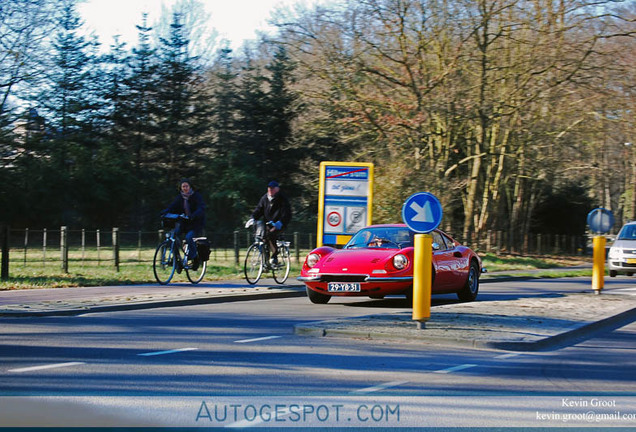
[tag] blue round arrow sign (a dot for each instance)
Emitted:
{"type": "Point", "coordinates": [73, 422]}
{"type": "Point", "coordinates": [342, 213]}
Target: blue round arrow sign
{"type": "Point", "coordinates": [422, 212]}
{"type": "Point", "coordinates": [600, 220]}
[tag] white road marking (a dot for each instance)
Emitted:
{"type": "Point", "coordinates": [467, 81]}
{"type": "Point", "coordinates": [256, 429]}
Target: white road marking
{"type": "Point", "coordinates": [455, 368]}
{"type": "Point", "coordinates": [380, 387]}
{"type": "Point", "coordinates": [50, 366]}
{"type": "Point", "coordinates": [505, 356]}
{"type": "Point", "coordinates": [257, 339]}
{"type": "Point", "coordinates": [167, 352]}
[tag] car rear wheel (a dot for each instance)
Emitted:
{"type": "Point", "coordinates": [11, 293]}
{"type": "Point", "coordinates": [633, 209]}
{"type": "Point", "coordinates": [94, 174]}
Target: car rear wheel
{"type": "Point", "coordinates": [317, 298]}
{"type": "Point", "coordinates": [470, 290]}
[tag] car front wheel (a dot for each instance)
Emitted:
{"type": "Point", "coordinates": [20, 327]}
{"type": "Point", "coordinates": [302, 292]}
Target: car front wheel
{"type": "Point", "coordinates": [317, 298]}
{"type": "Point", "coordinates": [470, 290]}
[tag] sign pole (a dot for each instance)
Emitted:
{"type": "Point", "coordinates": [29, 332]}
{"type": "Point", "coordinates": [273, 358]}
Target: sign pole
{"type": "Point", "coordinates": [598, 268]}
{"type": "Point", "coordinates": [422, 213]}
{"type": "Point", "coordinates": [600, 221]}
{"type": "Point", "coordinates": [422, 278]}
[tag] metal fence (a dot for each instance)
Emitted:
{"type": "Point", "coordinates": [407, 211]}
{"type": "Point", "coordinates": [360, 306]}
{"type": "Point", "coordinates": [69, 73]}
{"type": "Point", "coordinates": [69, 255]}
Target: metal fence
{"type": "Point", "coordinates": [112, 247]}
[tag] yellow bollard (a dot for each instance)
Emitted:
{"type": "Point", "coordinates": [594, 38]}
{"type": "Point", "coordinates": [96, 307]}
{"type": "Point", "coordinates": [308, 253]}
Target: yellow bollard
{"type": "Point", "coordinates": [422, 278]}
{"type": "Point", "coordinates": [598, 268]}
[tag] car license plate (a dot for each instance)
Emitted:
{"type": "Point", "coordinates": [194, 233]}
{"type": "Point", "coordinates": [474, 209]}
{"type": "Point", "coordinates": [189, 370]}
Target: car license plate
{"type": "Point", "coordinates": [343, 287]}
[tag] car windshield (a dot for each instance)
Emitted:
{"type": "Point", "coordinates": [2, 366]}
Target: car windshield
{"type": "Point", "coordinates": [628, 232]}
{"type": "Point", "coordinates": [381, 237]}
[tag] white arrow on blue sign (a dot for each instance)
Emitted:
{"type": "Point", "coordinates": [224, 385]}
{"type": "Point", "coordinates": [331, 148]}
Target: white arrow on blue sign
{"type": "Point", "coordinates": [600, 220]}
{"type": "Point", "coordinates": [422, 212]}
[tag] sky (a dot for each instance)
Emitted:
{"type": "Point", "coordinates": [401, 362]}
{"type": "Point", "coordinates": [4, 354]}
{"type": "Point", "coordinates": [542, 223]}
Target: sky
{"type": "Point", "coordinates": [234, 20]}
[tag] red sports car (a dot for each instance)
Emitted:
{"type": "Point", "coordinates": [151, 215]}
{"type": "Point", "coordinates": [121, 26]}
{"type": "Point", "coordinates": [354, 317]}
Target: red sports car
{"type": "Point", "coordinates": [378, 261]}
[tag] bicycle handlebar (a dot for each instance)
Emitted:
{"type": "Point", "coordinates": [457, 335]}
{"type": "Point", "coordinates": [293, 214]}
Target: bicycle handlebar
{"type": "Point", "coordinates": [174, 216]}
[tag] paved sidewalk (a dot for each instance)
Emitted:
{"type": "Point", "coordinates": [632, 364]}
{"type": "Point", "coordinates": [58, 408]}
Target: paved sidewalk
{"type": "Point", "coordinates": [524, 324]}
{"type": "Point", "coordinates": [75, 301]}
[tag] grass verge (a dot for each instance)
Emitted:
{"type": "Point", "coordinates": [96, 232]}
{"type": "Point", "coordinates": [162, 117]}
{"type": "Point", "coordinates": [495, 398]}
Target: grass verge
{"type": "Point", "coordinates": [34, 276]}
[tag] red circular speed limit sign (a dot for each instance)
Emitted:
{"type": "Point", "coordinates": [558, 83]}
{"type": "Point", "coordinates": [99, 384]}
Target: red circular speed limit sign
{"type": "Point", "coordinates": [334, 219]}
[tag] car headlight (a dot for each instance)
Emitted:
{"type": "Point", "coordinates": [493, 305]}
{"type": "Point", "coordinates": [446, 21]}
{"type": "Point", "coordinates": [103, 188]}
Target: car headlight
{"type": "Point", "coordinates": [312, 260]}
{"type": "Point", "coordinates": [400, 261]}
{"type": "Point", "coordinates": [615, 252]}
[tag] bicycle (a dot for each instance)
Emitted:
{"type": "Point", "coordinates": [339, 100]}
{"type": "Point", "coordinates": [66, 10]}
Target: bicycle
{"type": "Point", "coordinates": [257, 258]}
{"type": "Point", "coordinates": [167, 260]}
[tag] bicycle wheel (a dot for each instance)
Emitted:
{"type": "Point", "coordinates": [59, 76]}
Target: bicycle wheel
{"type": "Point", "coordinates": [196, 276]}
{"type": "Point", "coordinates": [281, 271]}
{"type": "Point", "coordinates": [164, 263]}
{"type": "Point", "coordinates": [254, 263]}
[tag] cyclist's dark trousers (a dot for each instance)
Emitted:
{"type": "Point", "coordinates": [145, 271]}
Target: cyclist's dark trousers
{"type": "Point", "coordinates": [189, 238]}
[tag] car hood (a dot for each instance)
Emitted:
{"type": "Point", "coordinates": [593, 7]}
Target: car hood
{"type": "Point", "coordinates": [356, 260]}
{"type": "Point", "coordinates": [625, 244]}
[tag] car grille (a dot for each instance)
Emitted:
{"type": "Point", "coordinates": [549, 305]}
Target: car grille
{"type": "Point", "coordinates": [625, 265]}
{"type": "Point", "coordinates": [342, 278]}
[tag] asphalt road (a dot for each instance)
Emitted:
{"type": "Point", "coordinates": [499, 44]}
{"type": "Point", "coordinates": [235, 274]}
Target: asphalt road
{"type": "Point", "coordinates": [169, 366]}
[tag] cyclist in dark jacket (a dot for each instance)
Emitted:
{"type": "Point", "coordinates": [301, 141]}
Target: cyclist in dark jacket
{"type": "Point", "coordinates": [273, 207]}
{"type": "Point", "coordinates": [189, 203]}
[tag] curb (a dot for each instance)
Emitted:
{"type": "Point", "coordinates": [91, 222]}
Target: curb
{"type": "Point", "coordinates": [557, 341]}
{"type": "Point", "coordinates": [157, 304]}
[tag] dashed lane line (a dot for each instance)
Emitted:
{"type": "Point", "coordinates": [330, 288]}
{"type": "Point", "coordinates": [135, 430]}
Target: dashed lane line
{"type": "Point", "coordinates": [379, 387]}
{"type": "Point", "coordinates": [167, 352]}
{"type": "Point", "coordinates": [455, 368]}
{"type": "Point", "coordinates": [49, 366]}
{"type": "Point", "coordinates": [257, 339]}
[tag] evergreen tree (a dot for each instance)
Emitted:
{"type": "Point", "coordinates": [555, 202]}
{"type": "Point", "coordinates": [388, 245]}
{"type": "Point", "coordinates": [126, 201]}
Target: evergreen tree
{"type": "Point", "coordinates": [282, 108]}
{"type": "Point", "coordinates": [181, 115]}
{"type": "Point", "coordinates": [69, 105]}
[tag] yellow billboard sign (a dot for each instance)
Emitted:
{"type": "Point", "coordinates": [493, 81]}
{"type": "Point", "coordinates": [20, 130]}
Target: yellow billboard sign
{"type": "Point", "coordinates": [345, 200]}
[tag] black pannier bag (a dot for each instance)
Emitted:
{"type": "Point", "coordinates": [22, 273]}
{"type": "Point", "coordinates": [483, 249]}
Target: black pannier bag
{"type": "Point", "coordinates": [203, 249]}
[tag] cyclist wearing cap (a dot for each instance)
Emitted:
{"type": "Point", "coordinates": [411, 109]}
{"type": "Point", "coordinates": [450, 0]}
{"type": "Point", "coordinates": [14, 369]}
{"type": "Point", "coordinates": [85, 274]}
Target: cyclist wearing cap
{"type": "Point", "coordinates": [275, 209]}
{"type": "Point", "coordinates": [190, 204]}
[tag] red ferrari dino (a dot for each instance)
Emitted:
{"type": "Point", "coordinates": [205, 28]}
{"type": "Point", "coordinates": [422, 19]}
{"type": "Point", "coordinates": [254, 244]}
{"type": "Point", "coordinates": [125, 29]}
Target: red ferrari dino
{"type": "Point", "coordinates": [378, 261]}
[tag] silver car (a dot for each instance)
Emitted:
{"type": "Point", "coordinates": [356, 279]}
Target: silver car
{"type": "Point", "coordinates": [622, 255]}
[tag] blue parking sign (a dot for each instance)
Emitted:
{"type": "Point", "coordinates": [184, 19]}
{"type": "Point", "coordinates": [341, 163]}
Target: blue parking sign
———
Set down exactly the lines of the material above from the one with "Target: red ferrari dino" through the end. Include both ends and nothing else.

Target: red ferrari dino
{"type": "Point", "coordinates": [378, 261]}
[tag] silver car (a dot for each instance)
Emitted:
{"type": "Point", "coordinates": [356, 279]}
Target: silver car
{"type": "Point", "coordinates": [622, 255]}
[tag] blue parking sign (a dot for each instance)
Emitted:
{"type": "Point", "coordinates": [184, 19]}
{"type": "Point", "coordinates": [341, 163]}
Target: blue parking sign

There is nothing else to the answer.